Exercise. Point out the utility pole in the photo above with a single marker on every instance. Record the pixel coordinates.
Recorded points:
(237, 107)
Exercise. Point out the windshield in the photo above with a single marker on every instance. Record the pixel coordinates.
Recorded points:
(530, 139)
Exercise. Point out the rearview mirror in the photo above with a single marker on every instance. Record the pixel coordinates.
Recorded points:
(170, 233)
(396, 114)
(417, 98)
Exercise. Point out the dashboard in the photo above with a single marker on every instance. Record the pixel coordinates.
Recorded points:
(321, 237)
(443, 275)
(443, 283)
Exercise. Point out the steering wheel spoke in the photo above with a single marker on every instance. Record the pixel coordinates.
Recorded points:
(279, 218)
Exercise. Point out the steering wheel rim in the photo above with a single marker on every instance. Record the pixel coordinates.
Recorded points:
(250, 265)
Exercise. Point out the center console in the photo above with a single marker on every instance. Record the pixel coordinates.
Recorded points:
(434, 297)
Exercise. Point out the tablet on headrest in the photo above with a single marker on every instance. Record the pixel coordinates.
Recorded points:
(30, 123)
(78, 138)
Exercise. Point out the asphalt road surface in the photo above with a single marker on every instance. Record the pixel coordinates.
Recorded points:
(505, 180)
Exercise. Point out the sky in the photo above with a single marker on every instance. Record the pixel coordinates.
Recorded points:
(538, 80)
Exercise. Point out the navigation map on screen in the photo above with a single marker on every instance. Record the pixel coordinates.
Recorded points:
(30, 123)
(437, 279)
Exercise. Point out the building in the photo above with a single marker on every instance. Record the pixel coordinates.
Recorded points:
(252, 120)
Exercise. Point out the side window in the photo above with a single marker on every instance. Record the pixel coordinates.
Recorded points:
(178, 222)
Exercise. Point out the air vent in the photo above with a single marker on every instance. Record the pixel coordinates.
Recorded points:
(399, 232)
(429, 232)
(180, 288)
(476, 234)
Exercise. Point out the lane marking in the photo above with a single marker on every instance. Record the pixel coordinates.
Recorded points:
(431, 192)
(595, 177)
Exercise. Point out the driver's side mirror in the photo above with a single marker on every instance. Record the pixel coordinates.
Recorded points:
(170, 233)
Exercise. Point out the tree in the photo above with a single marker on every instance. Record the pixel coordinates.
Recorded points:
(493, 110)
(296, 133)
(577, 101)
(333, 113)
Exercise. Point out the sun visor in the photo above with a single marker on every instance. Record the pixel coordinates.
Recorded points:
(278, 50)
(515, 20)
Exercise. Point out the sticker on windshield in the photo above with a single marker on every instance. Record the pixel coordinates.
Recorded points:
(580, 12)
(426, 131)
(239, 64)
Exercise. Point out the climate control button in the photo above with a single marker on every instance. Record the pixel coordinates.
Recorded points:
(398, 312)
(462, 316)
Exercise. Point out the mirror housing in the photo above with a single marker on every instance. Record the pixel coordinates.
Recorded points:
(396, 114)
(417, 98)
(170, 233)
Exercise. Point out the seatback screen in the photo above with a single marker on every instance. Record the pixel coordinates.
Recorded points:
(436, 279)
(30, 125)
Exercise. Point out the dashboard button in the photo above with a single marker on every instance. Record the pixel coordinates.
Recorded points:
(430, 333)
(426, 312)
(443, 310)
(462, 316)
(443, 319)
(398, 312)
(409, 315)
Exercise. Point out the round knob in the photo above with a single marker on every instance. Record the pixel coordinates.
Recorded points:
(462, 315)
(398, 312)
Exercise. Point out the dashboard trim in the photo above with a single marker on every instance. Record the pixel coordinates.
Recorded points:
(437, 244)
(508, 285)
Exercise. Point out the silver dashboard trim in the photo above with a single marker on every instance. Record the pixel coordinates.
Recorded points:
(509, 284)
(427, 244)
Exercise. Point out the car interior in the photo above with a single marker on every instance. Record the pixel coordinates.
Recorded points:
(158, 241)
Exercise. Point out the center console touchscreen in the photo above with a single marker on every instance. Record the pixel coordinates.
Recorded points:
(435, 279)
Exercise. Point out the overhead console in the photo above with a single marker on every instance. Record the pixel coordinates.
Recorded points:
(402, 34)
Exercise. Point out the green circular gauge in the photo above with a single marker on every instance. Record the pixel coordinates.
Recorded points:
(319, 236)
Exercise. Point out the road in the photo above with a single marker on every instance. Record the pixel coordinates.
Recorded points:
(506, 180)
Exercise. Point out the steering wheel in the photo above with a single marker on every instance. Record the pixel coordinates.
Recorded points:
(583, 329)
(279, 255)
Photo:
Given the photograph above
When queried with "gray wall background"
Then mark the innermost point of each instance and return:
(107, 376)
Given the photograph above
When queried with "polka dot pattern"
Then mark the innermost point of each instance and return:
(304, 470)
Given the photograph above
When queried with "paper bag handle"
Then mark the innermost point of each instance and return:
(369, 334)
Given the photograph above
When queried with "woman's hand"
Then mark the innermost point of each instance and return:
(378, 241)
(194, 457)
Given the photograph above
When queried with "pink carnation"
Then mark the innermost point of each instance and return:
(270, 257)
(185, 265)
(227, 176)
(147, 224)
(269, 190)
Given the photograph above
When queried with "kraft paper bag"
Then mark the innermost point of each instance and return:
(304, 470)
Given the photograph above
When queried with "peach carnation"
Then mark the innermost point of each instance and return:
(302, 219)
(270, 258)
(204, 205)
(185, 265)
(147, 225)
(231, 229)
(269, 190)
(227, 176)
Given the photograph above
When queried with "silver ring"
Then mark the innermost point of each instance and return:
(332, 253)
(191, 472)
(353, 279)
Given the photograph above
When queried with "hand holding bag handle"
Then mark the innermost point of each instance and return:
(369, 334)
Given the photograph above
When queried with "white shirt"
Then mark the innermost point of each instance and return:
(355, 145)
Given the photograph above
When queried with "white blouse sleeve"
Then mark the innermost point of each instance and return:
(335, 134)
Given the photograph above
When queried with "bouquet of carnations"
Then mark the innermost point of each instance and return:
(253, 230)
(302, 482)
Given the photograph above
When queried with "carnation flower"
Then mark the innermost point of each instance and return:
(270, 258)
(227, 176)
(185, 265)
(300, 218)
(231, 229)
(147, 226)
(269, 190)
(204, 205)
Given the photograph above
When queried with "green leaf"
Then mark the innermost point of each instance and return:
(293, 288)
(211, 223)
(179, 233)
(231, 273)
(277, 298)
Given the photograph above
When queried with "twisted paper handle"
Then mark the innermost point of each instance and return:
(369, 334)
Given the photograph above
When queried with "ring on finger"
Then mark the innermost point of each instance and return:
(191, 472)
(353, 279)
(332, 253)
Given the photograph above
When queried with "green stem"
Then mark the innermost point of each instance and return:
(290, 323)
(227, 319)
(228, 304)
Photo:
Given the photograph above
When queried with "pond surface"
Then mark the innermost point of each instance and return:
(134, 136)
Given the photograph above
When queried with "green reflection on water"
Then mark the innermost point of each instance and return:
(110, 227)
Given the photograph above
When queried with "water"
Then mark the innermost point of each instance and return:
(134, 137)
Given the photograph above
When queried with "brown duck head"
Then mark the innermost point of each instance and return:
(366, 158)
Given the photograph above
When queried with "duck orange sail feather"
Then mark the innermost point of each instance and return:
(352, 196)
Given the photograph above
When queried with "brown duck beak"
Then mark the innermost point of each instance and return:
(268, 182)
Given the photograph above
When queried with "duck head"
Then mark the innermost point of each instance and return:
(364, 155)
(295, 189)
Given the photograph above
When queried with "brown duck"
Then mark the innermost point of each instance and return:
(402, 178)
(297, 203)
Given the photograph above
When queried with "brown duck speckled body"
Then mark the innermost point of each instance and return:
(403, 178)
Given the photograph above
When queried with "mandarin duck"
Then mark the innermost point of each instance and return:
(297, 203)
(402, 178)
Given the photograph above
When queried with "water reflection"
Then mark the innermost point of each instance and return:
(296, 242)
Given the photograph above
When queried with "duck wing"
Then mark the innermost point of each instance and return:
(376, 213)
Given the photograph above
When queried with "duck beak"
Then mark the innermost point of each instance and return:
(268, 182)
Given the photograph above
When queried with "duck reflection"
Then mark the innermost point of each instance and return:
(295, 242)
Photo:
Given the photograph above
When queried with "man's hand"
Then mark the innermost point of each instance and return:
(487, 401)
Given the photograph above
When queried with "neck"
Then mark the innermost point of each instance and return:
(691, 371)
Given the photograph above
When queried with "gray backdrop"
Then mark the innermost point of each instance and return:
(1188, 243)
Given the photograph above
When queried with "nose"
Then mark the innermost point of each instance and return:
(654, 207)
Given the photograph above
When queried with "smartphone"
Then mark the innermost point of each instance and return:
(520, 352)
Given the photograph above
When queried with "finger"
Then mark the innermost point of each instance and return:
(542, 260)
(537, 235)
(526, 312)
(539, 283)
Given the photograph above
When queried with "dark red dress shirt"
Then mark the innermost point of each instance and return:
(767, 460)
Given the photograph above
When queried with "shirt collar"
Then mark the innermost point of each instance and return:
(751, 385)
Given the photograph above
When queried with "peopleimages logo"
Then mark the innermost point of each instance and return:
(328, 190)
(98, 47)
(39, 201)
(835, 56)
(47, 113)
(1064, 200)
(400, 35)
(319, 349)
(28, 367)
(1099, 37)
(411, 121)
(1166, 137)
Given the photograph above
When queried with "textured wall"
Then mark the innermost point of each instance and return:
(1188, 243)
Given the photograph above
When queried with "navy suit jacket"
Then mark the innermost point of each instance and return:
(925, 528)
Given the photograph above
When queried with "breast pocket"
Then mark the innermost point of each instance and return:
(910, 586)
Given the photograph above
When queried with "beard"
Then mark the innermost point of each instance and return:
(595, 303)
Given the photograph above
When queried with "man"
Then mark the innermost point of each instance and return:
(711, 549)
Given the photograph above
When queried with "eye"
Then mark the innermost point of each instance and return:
* * *
EXERCISE BRIEF:
What is wanted is a copy of every line in the listing that includes the word "duck".

EXERCISE RESULT:
When queried with "brown duck head"
When queried with "duck orange sail feather"
When queried with "brown duck beak"
When queried with "duck head"
When queried with "brown duck"
When queried with "brown duck speckled body"
When queried with "mandarin duck"
When queried with "duck wing"
When queried with "duck beak"
When queried with "duck reflection"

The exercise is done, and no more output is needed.